Exactly as written, return every line of the data below.

---- RECORD EXCERPTS

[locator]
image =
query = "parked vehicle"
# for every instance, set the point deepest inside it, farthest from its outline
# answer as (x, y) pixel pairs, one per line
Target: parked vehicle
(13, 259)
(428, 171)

--------

# PROBLEM SOLUTION:
[locator]
image =
query = "parked vehicle"
# for every instance, set the point deepest inside it, farthest from its outline
# answer as (x, y) pixel pairs, one per line
Target: parked vehicle
(13, 259)
(428, 171)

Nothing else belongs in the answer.